▶ _Saved entries_

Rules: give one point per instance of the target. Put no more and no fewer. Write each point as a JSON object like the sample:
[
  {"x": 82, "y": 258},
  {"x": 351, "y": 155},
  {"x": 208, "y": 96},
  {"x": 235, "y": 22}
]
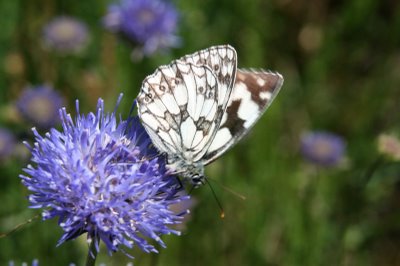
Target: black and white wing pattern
[
  {"x": 252, "y": 94},
  {"x": 181, "y": 106},
  {"x": 200, "y": 105}
]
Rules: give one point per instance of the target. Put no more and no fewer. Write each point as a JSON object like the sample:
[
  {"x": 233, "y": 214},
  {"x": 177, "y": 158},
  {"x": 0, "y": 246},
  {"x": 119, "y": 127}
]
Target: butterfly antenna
[
  {"x": 18, "y": 226},
  {"x": 216, "y": 199},
  {"x": 237, "y": 194}
]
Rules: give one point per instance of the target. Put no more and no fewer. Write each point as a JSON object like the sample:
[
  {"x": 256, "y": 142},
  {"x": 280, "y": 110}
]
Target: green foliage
[{"x": 341, "y": 65}]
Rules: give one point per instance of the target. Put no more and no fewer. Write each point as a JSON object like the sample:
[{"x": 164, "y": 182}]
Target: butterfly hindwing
[
  {"x": 178, "y": 106},
  {"x": 252, "y": 94},
  {"x": 200, "y": 105}
]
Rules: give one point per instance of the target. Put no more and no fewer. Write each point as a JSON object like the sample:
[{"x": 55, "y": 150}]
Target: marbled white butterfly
[{"x": 199, "y": 106}]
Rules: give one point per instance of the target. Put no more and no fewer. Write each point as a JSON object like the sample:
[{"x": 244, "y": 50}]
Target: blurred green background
[{"x": 341, "y": 64}]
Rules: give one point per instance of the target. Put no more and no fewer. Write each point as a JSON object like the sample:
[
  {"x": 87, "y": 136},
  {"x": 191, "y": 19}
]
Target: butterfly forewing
[
  {"x": 178, "y": 106},
  {"x": 222, "y": 60},
  {"x": 252, "y": 94}
]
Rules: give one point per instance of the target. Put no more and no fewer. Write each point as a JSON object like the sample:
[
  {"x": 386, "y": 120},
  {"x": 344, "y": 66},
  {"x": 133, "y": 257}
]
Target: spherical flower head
[
  {"x": 102, "y": 177},
  {"x": 39, "y": 105},
  {"x": 65, "y": 35},
  {"x": 151, "y": 24},
  {"x": 7, "y": 143},
  {"x": 322, "y": 148}
]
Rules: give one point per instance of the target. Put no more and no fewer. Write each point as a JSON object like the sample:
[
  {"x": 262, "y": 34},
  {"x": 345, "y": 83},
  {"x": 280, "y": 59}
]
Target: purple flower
[
  {"x": 151, "y": 24},
  {"x": 102, "y": 177},
  {"x": 39, "y": 105},
  {"x": 322, "y": 148},
  {"x": 65, "y": 34},
  {"x": 7, "y": 143}
]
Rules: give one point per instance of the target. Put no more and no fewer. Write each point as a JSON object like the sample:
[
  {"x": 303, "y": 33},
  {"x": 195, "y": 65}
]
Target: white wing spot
[{"x": 265, "y": 95}]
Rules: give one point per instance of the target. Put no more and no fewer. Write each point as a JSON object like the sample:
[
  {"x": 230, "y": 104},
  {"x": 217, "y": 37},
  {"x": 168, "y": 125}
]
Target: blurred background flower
[
  {"x": 341, "y": 64},
  {"x": 7, "y": 143},
  {"x": 390, "y": 146},
  {"x": 65, "y": 35},
  {"x": 149, "y": 24},
  {"x": 40, "y": 106},
  {"x": 322, "y": 148}
]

▶ _Task to complete_
Leaving the pictures out, reproduce the entries above exactly.

▶ _Expected answer_
Rules: give one point per instance of the target. Put no more and no fewer. Write each point as a JSON object like the sample:
[
  {"x": 82, "y": 258},
  {"x": 351, "y": 155},
  {"x": 208, "y": 96},
  {"x": 235, "y": 22}
]
Target: black and white wing pattern
[
  {"x": 252, "y": 94},
  {"x": 181, "y": 106},
  {"x": 200, "y": 105}
]
Rules: give one point per instance of the target. Put no more and no fewer. Write each point as a JSON object like the sample:
[
  {"x": 233, "y": 214},
  {"x": 177, "y": 158},
  {"x": 0, "y": 246},
  {"x": 119, "y": 127}
]
Target: butterfly antenna
[
  {"x": 18, "y": 226},
  {"x": 216, "y": 199},
  {"x": 237, "y": 194}
]
Rules: give one point per instance of the target. Put no more and no fewer. Write each point as a JSON object like the sample:
[
  {"x": 256, "y": 142},
  {"x": 280, "y": 110}
]
Target: green foliage
[{"x": 341, "y": 65}]
Rules: give one point per instance of the target. Put no more and no fewer. Write each point as a JSON object like the sample:
[{"x": 164, "y": 182}]
Target: butterfly hindwing
[
  {"x": 178, "y": 106},
  {"x": 252, "y": 94},
  {"x": 200, "y": 105}
]
Rules: give one point per instance of the target. Put no more and no fewer. Write each point as a JSON object like the sample:
[{"x": 55, "y": 150}]
Target: marbled white butterfly
[{"x": 199, "y": 106}]
Rules: give one point per instance of the target. Put no more and no fewer. Write each point as a JSON object like the sample:
[{"x": 244, "y": 50}]
Target: blurred green background
[{"x": 341, "y": 64}]
Rules: give one point per instance of the target. Put no more and no fewer. Write each point as a JSON object like the sample:
[
  {"x": 87, "y": 136},
  {"x": 191, "y": 19}
]
Target: butterfly forewing
[
  {"x": 178, "y": 106},
  {"x": 222, "y": 60},
  {"x": 252, "y": 94}
]
Rules: give one point per instance of the target. Put no more and no fewer. Write each point as a JSON object like the sample:
[
  {"x": 386, "y": 120},
  {"x": 344, "y": 66},
  {"x": 133, "y": 257}
]
Target: spherical flower head
[
  {"x": 102, "y": 177},
  {"x": 39, "y": 105},
  {"x": 65, "y": 35},
  {"x": 151, "y": 24},
  {"x": 7, "y": 143},
  {"x": 322, "y": 148}
]
Rules: give one point per instance of the target. Put no more and no fewer. Write each point as a JSON object like the sample:
[
  {"x": 262, "y": 34},
  {"x": 345, "y": 83},
  {"x": 280, "y": 59}
]
Target: purple flower
[
  {"x": 151, "y": 24},
  {"x": 102, "y": 177},
  {"x": 39, "y": 105},
  {"x": 322, "y": 148},
  {"x": 65, "y": 34},
  {"x": 7, "y": 143}
]
Rules: give one point per instance of the target. Put no more and no fewer. Write each point as a JSON object like the sample:
[
  {"x": 303, "y": 33},
  {"x": 195, "y": 65}
]
Target: white wing spot
[{"x": 265, "y": 95}]
Rules: give one point per instance of the target. Put no more and no fewer. Write each point as a JSON object like the sample:
[
  {"x": 230, "y": 104},
  {"x": 217, "y": 37},
  {"x": 168, "y": 125}
]
Target: blurred background flower
[
  {"x": 341, "y": 64},
  {"x": 7, "y": 143},
  {"x": 390, "y": 146},
  {"x": 65, "y": 35},
  {"x": 149, "y": 24},
  {"x": 40, "y": 106},
  {"x": 322, "y": 148}
]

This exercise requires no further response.